--- RECORDS PROVIDED ---

— Start —

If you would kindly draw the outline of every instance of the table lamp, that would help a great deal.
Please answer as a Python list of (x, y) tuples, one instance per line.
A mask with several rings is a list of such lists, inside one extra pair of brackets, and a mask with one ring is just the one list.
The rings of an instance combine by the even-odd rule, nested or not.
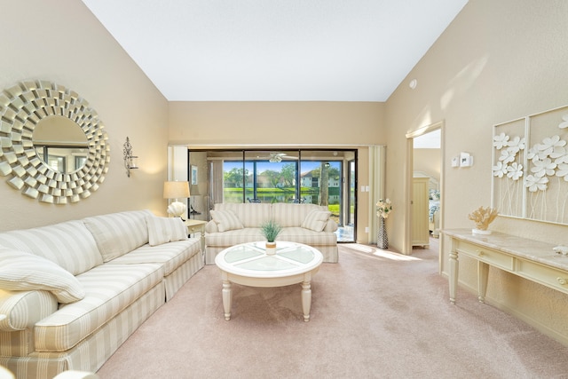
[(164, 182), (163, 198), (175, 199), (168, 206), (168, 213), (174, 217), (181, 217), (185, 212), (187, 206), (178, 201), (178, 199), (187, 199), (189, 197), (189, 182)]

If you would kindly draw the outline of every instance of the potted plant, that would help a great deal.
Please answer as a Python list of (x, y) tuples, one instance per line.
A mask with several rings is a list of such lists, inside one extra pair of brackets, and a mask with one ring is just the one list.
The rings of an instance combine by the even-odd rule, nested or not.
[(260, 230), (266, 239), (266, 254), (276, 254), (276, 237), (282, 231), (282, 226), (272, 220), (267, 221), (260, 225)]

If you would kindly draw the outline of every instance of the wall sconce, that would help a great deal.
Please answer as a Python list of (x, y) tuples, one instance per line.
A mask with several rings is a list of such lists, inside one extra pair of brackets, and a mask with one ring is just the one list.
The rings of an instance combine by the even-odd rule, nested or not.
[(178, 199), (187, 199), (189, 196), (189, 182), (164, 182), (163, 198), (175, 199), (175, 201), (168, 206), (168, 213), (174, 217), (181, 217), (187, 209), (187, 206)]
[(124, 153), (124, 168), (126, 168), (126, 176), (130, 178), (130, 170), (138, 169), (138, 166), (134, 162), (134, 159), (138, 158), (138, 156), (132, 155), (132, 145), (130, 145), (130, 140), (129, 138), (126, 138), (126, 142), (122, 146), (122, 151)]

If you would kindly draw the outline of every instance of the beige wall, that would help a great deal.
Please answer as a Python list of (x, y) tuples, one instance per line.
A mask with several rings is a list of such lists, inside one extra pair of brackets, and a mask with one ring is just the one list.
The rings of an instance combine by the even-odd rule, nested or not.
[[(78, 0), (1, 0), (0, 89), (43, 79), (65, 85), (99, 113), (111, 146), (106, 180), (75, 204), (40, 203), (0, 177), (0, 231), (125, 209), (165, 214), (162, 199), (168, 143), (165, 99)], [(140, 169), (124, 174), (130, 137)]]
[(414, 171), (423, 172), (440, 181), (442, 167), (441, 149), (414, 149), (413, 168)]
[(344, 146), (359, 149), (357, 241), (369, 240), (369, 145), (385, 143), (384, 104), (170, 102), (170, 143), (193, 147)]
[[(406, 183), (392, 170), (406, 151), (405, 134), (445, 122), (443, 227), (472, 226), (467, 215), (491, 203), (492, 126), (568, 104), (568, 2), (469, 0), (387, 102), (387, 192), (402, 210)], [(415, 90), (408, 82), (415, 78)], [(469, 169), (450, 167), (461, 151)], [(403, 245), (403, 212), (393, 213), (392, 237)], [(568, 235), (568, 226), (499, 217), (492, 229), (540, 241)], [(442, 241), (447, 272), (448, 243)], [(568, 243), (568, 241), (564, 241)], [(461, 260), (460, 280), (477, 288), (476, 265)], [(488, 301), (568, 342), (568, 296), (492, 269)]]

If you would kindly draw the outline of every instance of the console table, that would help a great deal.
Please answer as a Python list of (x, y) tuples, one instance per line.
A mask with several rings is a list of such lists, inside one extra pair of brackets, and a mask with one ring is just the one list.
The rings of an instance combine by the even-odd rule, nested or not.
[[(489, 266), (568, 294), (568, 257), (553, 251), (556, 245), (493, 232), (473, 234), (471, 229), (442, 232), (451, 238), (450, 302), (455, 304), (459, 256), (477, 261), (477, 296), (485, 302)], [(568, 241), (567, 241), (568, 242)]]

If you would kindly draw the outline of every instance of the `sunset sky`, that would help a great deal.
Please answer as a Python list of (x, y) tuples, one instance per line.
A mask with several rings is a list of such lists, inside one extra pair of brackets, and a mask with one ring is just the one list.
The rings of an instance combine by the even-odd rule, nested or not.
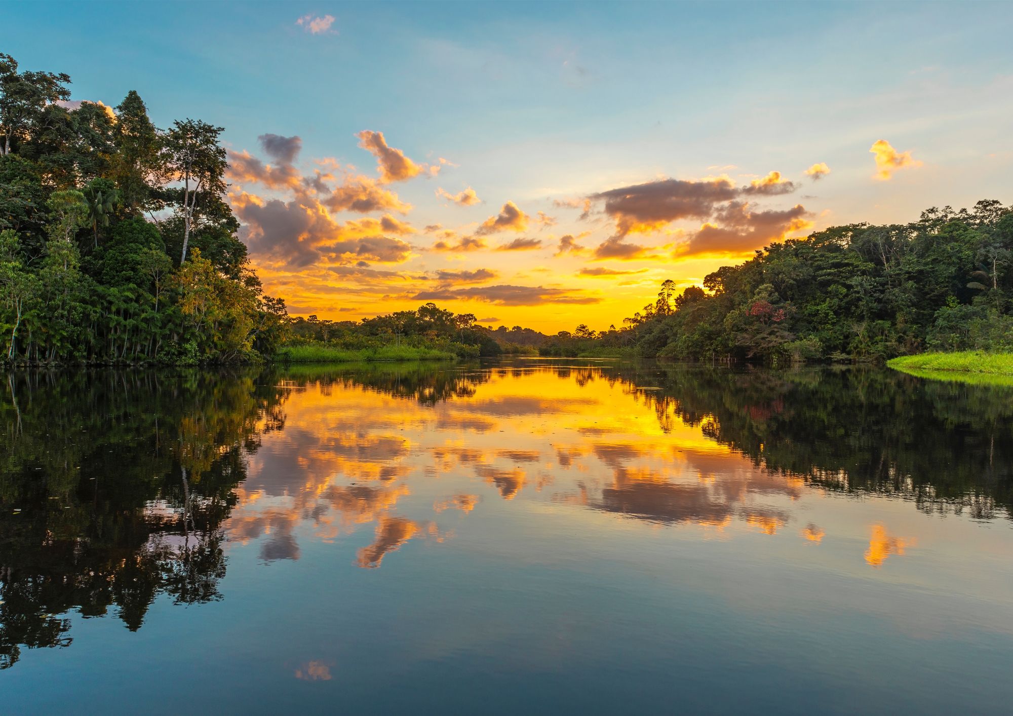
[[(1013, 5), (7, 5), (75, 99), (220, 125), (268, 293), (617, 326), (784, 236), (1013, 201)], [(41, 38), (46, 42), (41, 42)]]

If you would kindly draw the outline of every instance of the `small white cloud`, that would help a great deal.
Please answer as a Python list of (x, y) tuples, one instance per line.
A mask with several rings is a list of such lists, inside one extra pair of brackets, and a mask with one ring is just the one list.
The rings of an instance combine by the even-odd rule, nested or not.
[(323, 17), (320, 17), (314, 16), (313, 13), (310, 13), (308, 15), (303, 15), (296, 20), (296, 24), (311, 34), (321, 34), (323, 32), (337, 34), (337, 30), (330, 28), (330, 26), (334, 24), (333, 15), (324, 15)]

— End —
— Start —

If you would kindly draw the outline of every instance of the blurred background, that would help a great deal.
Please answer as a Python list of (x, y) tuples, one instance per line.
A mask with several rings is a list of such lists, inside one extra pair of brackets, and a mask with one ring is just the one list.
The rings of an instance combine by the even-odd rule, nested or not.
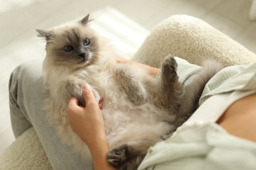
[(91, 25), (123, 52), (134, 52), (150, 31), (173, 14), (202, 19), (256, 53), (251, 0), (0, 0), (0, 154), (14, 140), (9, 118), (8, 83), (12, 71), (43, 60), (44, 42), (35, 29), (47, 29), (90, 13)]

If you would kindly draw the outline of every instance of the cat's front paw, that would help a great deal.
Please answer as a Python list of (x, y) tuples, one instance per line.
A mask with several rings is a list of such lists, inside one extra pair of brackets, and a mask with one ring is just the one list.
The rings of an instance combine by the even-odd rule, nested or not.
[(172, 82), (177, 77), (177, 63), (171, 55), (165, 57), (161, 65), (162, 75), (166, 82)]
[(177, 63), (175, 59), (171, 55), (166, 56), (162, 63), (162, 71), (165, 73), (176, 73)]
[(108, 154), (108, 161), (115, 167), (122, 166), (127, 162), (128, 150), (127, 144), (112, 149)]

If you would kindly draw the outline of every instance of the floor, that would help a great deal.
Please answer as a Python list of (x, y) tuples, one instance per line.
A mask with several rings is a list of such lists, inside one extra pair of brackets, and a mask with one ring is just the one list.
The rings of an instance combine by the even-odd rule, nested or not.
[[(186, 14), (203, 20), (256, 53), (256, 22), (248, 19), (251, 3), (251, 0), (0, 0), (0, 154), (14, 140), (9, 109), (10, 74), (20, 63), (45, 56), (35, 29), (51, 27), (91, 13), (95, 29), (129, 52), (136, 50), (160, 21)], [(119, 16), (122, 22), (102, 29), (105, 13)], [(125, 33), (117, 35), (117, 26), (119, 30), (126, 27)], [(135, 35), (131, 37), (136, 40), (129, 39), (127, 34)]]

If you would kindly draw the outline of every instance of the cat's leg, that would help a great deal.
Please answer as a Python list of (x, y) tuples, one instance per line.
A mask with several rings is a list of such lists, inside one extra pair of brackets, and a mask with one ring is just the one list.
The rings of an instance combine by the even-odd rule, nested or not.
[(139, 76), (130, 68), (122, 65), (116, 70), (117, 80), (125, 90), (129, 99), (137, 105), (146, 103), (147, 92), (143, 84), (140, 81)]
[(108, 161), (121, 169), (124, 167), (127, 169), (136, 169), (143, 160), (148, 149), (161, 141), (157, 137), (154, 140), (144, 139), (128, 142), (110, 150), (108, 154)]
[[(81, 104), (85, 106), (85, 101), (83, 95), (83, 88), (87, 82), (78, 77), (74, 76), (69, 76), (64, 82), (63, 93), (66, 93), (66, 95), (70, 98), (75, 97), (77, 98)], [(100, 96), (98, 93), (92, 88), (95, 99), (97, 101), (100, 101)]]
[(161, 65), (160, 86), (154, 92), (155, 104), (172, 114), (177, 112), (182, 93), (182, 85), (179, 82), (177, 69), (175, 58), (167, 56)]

— End —

--- TASK ---
Shift each coordinate in the answers up by 26 while rewriting every line between the one holding "lamp, that would help a great deal." and the one holding "197), (189, 182)]", inclusive, with all other wording unchanged. Reproduce only those lines, and leave the pictures out.

--- ANSWER TO THIS EXERCISE ---
If you would kindly draw the outline of every instance of the table lamp, that would help a great deal.
Please answer as a Python list of (x, y) tuples, one instance per line.
A mask with several rings is a list of such lists, inside one extra pair of brackets, and a mask with one ring is just the one list.
The rings of an instance combine by the even-odd rule, nested or not.
[(190, 208), (189, 224), (201, 225), (194, 232), (194, 239), (200, 243), (207, 243), (211, 238), (213, 232), (204, 227), (204, 225), (213, 225), (215, 223), (215, 208)]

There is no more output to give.